Entries taken from a collection

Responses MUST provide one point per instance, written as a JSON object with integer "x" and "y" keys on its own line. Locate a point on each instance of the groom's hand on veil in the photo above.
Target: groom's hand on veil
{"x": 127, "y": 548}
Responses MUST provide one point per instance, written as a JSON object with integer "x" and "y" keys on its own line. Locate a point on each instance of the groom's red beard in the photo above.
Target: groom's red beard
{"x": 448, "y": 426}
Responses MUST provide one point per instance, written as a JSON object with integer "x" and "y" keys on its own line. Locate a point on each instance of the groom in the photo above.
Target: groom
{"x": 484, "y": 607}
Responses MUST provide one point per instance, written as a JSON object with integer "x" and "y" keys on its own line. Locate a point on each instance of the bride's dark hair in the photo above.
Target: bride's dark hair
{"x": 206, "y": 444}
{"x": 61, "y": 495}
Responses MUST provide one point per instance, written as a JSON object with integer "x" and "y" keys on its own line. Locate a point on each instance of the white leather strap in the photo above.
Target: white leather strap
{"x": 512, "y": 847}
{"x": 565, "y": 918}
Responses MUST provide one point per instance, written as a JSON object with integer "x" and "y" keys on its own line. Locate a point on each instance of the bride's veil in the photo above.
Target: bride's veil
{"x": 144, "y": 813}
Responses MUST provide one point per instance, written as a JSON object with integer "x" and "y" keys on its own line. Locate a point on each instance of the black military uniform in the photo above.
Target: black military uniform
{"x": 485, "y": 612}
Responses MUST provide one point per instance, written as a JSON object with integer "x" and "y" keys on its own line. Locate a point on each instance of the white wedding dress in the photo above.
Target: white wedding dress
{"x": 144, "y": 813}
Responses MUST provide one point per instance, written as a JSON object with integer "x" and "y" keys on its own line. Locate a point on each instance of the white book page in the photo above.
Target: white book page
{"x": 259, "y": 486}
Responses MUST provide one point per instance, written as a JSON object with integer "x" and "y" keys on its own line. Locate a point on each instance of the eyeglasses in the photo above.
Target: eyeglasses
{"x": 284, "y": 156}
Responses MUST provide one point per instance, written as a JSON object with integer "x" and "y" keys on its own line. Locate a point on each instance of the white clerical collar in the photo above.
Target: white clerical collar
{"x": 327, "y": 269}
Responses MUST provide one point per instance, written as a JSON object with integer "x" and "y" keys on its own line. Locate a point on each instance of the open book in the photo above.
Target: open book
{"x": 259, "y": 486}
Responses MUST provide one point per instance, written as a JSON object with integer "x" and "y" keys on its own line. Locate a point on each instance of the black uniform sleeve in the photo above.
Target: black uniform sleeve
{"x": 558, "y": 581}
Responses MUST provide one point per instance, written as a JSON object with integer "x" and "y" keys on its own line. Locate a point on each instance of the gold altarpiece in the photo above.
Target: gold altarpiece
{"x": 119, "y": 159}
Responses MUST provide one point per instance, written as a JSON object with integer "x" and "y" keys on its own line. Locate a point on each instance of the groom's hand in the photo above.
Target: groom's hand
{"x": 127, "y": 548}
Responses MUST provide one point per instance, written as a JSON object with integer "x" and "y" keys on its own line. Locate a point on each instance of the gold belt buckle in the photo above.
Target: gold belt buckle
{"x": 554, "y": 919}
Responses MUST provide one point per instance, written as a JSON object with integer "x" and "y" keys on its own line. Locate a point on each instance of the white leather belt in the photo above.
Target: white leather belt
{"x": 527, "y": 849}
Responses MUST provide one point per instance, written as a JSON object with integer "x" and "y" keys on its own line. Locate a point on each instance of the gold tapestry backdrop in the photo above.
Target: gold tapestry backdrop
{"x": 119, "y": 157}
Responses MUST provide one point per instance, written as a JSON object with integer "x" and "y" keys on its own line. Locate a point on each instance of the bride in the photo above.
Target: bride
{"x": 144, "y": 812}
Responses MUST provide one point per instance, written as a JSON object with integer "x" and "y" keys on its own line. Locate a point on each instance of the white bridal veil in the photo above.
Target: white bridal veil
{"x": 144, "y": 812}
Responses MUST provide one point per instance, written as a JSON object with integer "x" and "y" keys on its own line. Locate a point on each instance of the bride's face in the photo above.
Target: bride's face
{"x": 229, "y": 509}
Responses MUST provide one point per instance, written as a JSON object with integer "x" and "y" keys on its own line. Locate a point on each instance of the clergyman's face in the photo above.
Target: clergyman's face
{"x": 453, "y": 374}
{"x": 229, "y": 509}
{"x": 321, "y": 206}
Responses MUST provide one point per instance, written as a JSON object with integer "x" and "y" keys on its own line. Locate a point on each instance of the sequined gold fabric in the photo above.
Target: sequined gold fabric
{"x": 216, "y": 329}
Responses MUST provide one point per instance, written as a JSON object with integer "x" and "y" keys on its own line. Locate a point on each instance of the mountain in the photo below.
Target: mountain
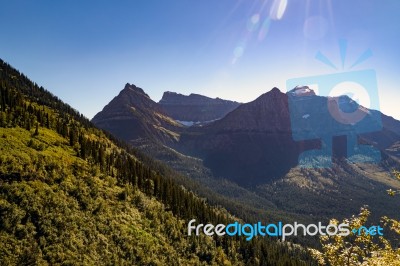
{"x": 133, "y": 116}
{"x": 251, "y": 157}
{"x": 195, "y": 107}
{"x": 72, "y": 194}
{"x": 251, "y": 143}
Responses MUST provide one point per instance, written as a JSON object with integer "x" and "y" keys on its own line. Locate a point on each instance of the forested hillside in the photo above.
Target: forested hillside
{"x": 71, "y": 194}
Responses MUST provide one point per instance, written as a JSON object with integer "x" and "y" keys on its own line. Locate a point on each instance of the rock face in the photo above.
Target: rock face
{"x": 262, "y": 140}
{"x": 133, "y": 116}
{"x": 252, "y": 144}
{"x": 195, "y": 107}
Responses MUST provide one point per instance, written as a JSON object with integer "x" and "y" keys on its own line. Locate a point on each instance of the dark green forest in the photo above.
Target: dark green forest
{"x": 71, "y": 194}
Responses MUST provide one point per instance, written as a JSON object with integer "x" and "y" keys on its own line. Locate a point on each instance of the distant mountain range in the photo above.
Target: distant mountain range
{"x": 195, "y": 107}
{"x": 253, "y": 149}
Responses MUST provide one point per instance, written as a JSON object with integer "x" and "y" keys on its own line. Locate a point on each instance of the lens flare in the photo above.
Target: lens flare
{"x": 315, "y": 28}
{"x": 252, "y": 23}
{"x": 278, "y": 9}
{"x": 264, "y": 29}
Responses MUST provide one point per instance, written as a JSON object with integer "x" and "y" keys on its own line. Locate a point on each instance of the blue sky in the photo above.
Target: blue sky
{"x": 86, "y": 51}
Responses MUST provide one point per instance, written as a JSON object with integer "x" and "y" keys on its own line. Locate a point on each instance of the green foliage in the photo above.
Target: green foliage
{"x": 361, "y": 249}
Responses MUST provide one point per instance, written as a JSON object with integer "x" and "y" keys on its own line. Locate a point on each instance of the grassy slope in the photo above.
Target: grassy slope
{"x": 64, "y": 210}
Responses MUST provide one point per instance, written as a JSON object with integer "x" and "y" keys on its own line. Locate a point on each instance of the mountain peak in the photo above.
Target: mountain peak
{"x": 129, "y": 88}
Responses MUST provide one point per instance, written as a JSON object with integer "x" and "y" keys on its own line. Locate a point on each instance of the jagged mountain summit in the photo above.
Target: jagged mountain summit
{"x": 195, "y": 107}
{"x": 133, "y": 116}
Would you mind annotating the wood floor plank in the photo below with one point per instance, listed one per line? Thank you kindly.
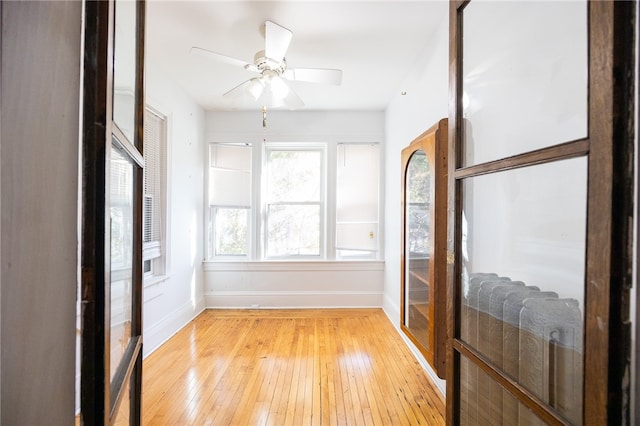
(288, 367)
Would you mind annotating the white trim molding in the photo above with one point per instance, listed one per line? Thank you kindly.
(278, 265)
(292, 299)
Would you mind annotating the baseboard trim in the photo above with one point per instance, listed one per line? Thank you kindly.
(162, 331)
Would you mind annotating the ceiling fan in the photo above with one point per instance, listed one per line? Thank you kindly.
(270, 87)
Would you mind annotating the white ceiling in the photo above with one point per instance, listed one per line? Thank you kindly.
(374, 43)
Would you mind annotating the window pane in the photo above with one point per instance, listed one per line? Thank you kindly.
(121, 210)
(357, 194)
(294, 176)
(524, 77)
(523, 276)
(293, 230)
(231, 231)
(124, 66)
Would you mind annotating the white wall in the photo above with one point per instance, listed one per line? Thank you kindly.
(294, 284)
(170, 303)
(39, 146)
(407, 116)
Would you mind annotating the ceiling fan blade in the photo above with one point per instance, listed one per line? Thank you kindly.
(223, 58)
(315, 75)
(276, 41)
(253, 87)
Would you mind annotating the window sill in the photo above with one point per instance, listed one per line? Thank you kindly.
(294, 265)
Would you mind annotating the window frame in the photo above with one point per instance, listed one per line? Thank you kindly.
(257, 221)
(322, 203)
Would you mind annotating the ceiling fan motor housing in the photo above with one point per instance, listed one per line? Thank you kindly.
(264, 63)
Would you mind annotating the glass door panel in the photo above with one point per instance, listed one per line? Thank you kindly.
(522, 283)
(121, 211)
(418, 248)
(541, 244)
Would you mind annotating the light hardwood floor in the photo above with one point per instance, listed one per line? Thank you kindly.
(288, 367)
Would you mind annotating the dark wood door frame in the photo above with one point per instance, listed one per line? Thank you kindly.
(609, 148)
(100, 396)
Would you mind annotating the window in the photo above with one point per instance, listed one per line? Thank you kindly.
(293, 201)
(153, 210)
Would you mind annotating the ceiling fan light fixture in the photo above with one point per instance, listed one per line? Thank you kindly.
(256, 88)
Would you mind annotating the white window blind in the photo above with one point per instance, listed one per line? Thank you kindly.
(154, 141)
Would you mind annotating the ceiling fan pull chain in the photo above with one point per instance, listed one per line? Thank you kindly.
(264, 116)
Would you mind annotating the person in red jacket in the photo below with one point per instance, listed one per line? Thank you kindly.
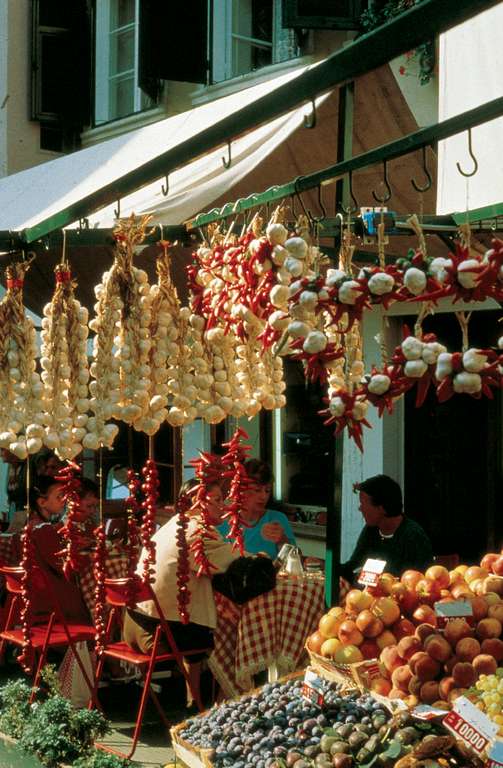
(50, 588)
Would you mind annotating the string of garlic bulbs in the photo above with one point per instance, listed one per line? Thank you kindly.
(120, 371)
(65, 370)
(21, 391)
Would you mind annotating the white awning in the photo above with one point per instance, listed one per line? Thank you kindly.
(33, 195)
(471, 66)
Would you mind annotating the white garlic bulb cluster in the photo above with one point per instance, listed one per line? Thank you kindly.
(120, 371)
(22, 412)
(65, 369)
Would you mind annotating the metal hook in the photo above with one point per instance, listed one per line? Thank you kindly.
(470, 152)
(385, 181)
(227, 161)
(310, 120)
(428, 184)
(351, 208)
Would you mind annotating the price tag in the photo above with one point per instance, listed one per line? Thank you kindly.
(371, 571)
(470, 724)
(453, 609)
(312, 688)
(495, 754)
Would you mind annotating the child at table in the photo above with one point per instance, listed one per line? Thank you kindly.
(43, 529)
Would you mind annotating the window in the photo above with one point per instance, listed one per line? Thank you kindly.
(116, 61)
(243, 37)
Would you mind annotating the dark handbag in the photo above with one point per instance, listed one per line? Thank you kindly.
(246, 578)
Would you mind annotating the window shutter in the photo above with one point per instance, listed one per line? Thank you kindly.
(173, 43)
(322, 14)
(61, 60)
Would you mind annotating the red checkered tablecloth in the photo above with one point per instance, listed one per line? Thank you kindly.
(269, 630)
(116, 568)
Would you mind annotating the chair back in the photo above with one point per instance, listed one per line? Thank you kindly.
(13, 578)
(126, 592)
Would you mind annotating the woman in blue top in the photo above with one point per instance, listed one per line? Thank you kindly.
(264, 530)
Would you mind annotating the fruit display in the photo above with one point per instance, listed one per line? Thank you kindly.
(395, 622)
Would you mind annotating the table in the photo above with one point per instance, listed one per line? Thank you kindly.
(267, 632)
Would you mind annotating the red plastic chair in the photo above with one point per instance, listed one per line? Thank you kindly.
(122, 593)
(52, 631)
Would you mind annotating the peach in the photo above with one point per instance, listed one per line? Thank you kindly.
(369, 649)
(479, 608)
(330, 647)
(484, 664)
(424, 614)
(368, 624)
(437, 647)
(414, 685)
(315, 641)
(402, 628)
(456, 630)
(386, 609)
(439, 574)
(494, 647)
(429, 692)
(390, 658)
(488, 628)
(349, 634)
(401, 676)
(329, 625)
(464, 674)
(357, 600)
(467, 648)
(380, 685)
(475, 572)
(408, 646)
(426, 668)
(496, 612)
(445, 686)
(385, 638)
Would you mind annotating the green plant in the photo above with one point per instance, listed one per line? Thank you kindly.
(98, 759)
(15, 708)
(58, 733)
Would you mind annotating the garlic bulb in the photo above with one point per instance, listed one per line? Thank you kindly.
(121, 346)
(22, 411)
(65, 368)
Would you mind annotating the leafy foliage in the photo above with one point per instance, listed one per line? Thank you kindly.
(58, 733)
(15, 708)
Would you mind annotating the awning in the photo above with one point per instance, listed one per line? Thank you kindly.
(41, 192)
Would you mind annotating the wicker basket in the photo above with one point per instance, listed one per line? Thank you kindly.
(350, 676)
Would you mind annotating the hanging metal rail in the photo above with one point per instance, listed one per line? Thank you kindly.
(419, 23)
(413, 141)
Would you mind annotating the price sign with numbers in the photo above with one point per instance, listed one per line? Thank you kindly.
(470, 724)
(312, 688)
(371, 571)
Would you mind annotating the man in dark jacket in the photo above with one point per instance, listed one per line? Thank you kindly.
(388, 535)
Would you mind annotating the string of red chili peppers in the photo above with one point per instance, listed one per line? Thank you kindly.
(26, 656)
(182, 507)
(150, 489)
(233, 460)
(208, 471)
(69, 476)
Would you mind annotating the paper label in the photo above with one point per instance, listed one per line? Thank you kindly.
(371, 571)
(470, 724)
(453, 609)
(312, 688)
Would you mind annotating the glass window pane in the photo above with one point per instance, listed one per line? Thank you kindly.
(122, 52)
(122, 12)
(121, 97)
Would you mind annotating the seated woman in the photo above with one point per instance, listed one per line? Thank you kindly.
(47, 505)
(264, 530)
(140, 625)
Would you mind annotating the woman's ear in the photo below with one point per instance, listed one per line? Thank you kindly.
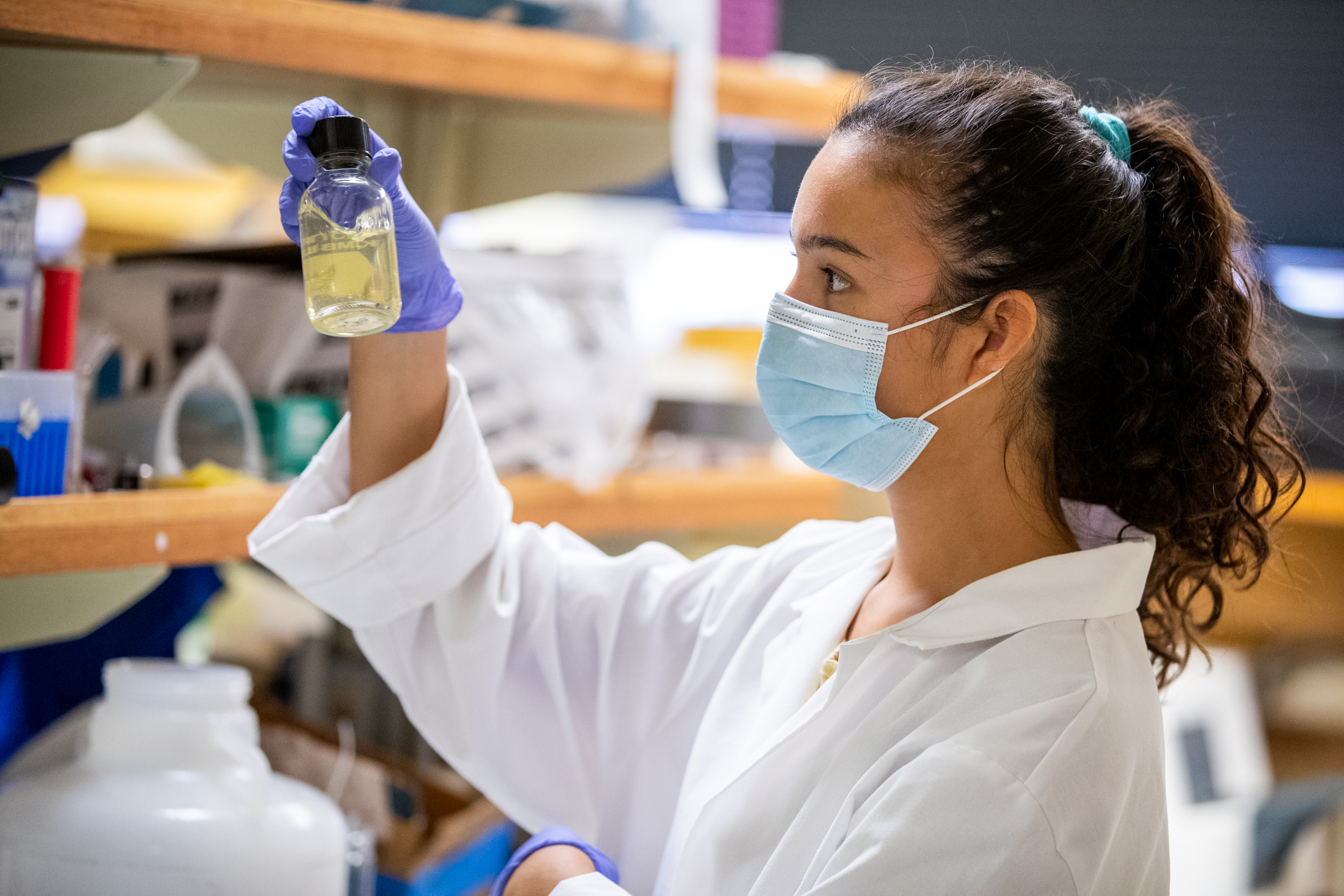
(1011, 322)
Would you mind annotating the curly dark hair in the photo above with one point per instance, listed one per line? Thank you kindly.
(1152, 378)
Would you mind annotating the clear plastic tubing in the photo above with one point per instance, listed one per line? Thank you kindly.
(171, 797)
(346, 235)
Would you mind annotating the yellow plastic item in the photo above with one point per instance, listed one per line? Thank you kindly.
(195, 209)
(742, 343)
(206, 475)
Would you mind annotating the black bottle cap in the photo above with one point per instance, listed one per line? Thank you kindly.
(340, 133)
(9, 476)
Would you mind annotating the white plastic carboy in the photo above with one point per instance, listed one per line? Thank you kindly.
(171, 796)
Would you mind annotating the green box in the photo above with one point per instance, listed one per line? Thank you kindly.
(293, 429)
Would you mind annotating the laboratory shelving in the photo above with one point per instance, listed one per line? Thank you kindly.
(179, 527)
(421, 50)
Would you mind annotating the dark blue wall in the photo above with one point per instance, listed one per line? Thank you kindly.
(1264, 77)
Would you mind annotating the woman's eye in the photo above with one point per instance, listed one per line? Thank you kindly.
(835, 282)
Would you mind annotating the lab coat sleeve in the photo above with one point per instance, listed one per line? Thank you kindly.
(562, 683)
(588, 886)
(952, 821)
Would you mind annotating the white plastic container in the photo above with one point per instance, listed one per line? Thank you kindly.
(171, 797)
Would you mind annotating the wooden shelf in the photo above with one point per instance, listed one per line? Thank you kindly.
(422, 50)
(182, 527)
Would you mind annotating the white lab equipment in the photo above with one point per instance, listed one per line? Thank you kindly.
(206, 415)
(1218, 774)
(545, 344)
(171, 796)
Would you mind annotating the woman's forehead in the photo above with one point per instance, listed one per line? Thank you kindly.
(845, 205)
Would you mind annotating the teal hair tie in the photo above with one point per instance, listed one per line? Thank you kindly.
(1111, 129)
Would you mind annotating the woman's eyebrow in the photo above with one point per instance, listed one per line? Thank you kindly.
(822, 241)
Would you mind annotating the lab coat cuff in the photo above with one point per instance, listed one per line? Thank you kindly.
(390, 548)
(592, 884)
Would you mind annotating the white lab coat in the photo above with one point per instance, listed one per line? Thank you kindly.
(1007, 740)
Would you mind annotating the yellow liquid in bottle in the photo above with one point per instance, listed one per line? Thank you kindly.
(350, 273)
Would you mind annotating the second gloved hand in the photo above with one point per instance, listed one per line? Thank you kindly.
(431, 297)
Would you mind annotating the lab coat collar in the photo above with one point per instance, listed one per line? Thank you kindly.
(1106, 578)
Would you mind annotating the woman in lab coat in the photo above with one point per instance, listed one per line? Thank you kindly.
(959, 699)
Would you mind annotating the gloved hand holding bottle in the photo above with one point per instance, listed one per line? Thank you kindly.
(351, 153)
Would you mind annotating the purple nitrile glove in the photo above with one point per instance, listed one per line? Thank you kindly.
(431, 297)
(555, 836)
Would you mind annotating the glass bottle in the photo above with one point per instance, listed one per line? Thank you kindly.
(346, 235)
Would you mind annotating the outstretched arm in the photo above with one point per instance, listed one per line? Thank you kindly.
(398, 390)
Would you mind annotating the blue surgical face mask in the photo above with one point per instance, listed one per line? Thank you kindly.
(817, 375)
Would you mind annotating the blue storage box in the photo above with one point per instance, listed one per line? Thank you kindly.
(37, 409)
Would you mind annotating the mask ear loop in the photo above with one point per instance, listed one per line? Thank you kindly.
(962, 393)
(951, 311)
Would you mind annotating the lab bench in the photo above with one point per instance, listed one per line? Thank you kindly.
(180, 527)
(428, 51)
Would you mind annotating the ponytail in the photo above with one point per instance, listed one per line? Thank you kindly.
(1203, 409)
(1150, 386)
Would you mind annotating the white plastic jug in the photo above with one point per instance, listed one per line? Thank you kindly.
(171, 797)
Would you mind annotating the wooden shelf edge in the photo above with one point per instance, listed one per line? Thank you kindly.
(1323, 500)
(424, 50)
(184, 527)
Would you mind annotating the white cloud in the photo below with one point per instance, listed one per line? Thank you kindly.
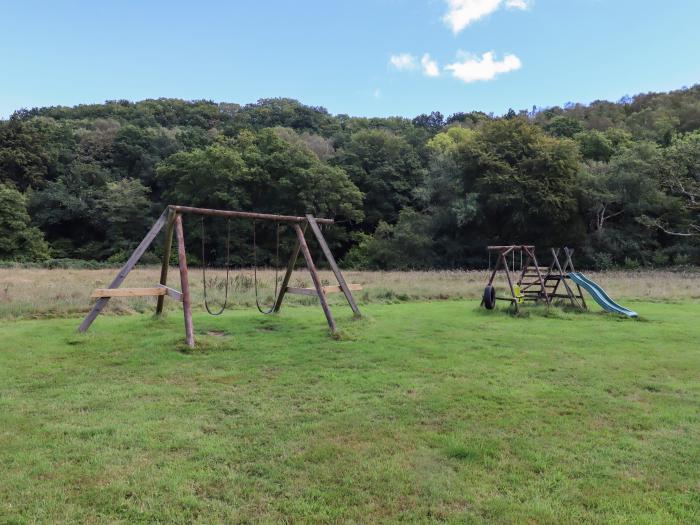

WHAT IS REQUIRED.
Could you restate word for word the lines above, from the one that contains "Target: blue sky" through the one that contains "peak in the photo above.", and no others?

COMPLETED TASK.
Target: blue sky
{"x": 86, "y": 51}
Responses MUST provide one point per instance, written as a JSON object with integer "x" and "y" keys on its own line. Locate a point on each instance of the green foliage in the photo above.
Target: green foliage
{"x": 361, "y": 249}
Responses MUST provide one point per instance, written as a JSON object with integer "x" and "y" keys on its own line. Locate a point on each instance of the grassy slope in the photo above.
Target: grassy slope
{"x": 64, "y": 210}
Responses MUST provide one point per instance, written as a JSON object with integer "x" and "y" keys on its own line. Locate a point on each instance of the mountain peak in the photo above.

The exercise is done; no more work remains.